What bathing naked in front of strangers taught me about body confidence
“So, who’s going to get naked first?” one of my fellow travelers asked as we sat on the porch of Kirinosato Takahara, the minshuku (or Japanese guesthouse) we were staying in, sipping refreshingly cold beers after a long afternoon of hiking. My newly made friends and I had spent the last three or so hours gaining over 1,300 feet in elevation along one of the historic Kumano Kodo pilgrimage routes as part of our 11-day trip through Japan with REI Adventures. My glutes were tired, my hamstrings wanted a rest, and that local draft beer tasted unbelievably good.
“Sam, do you want to go to the onsen before or after dinner?” The question made my heart flutter. As I took in the picturesque mountain views of the Hatenasi Valley—a sight so tranquil that I normally would have felt nothing but peace—I felt a tremor of panic course through me. In remote areas of Japan, it’s not common for travelers to have private bathrooms where you can relax in a luxuriously long bath, or even enjoy a hot tub soak in your bathing suit. Instead, Japanese onsens, or public hot baths, are the traditional way to get clean and relax hardworked muscles. And here’s the kicker: There are absolutely no clothes allowed.
I knew it was something I needed to do—a cultural experience to cross off my travel bucket list. But I was nervous about other people seeing me naked. I don’t have any particular reason for my fear, other than years of American culture conditioning me (and all women) to shower solo, change your clothes as quickly as possible, and use robes and towels whenever possible. (You know you’ve wrapped a towel around your waist while sliding underwear on and off in the locker room.) I worried that if I stripped down in front of other women and stayed that way for more than five seconds, then they would find something to silently judge. The cellulite on the back of my thighs. The slight pudge in my stomach. Hell, maybe I had too much—or too little—pubic hair for their liking. I didn’t know, but certainly, they would find something.
This way of thinking is very much a part of Western culture. Strides have been made to leave it in the past—the current movement around body positivity certainly helps. But it can’t erase what 20-plus years of thinking has done to my psyche *just like that*. Yes, I firmly believe that women should celebrate their bodies, in all shapes and sizes. And I tell anyone who thinks differently to, well, f*ck off. But I’d be lying if I said I showed myself that same level of love all the time. And I think any American woman who tells you she does is probably lying, too.

### DATA EXTRACT
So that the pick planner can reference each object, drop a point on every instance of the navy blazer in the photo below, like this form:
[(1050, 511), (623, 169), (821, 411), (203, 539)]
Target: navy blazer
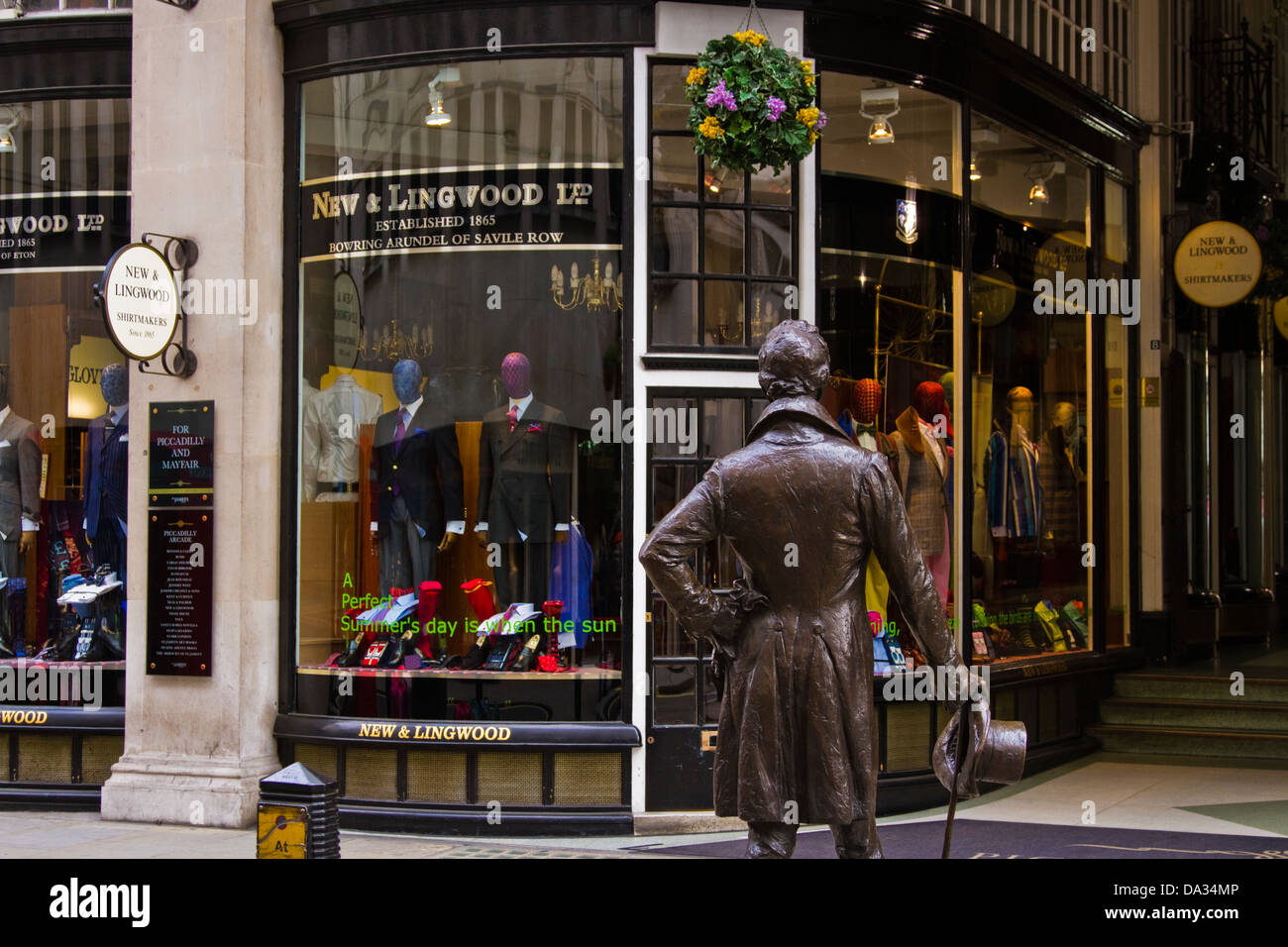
[(104, 471), (425, 470)]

### EXERCISE BRIEF
Answer these questions about the essay on bathing naked in an onsen:
(a) What is the name of the minshuku where the travelers stayed?
(b) What does the essay say Japanese onsens are?
(c) How many years of thinking does the writer say have shaped their psyche?

### THE RESULT
(a) Kirinosato Takahara
(b) Public hot baths, the traditional way to get clean and relax hardworked muscles
(c) 20-plus years